* Problem statement
Repeat the entries below exactly. Drop the pictures.

+++ Working data +++

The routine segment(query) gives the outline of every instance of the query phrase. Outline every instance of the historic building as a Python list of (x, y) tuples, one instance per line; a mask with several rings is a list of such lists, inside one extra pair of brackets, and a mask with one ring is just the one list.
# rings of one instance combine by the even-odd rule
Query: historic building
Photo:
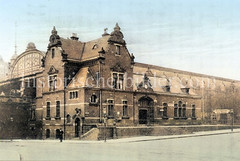
[(20, 95), (32, 98), (43, 138), (58, 137), (60, 129), (66, 138), (80, 137), (104, 124), (201, 124), (213, 96), (240, 87), (230, 79), (135, 62), (118, 24), (88, 42), (76, 34), (62, 38), (54, 27), (46, 54), (30, 43), (12, 60), (5, 84), (16, 78)]

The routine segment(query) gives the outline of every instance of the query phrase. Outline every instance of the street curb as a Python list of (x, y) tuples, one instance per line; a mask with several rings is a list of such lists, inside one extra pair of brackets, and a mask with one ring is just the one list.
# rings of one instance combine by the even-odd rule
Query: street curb
[(134, 141), (127, 141), (131, 142), (143, 142), (143, 141), (154, 141), (154, 140), (170, 140), (170, 139), (181, 139), (181, 138), (189, 138), (189, 137), (199, 137), (199, 136), (212, 136), (212, 135), (222, 135), (222, 134), (233, 134), (233, 133), (240, 133), (240, 131), (236, 132), (222, 132), (222, 133), (212, 133), (212, 134), (196, 134), (196, 135), (185, 135), (185, 136), (172, 136), (166, 138), (155, 138), (155, 139), (143, 139), (143, 140), (134, 140)]

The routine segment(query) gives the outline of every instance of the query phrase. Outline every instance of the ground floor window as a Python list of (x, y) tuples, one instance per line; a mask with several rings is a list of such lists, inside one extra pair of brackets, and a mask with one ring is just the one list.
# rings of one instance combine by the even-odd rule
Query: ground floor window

+++

* Worked solution
The routine segment(query) gives the outline of every instance of the query phrase. Outline every instance of the historic building as a Python list of (x, y) tuples, one instance per line; a mask with several rings is a list of such lists, inside one extra pair of brackets, and a mask with one ring is just the one list.
# rings of one instance combine by the even-odd rule
Query: historic building
Photo:
[(20, 95), (32, 98), (43, 138), (58, 137), (60, 129), (66, 138), (80, 137), (104, 124), (201, 124), (213, 96), (240, 87), (230, 79), (135, 62), (118, 24), (88, 42), (76, 34), (62, 38), (54, 27), (46, 54), (30, 43), (12, 60), (5, 84), (16, 78)]

The routine segment(query) gives the outline of every instance of the query phrase. Outline every instance of the street curb as a Python list of (x, y) tuples, one instance per line; a mask with several rings is a list of such lists, inside one extra pair of brackets, and a mask with one ring is just the one list.
# rings of one instance combine by the even-odd rule
Query: street curb
[(134, 141), (127, 141), (131, 142), (143, 142), (143, 141), (154, 141), (154, 140), (170, 140), (170, 139), (181, 139), (181, 138), (189, 138), (189, 137), (199, 137), (199, 136), (212, 136), (212, 135), (222, 135), (222, 134), (233, 134), (233, 133), (240, 133), (240, 131), (236, 132), (222, 132), (222, 133), (212, 133), (212, 134), (196, 134), (196, 135), (185, 135), (185, 136), (172, 136), (166, 138), (155, 138), (155, 139), (143, 139), (143, 140), (134, 140)]

The routine segment(query) gives the outline of every instance of the query phrase. Outline every instance of the ground floor window as a Python list of (x, y) tuples, one instance per line; a mask with several rings is a list of such lists, inside one extra pair of brackets, and a mask with one ring is just the one list.
# rings of one instance combine by the even-odd rule
Query: ground floor window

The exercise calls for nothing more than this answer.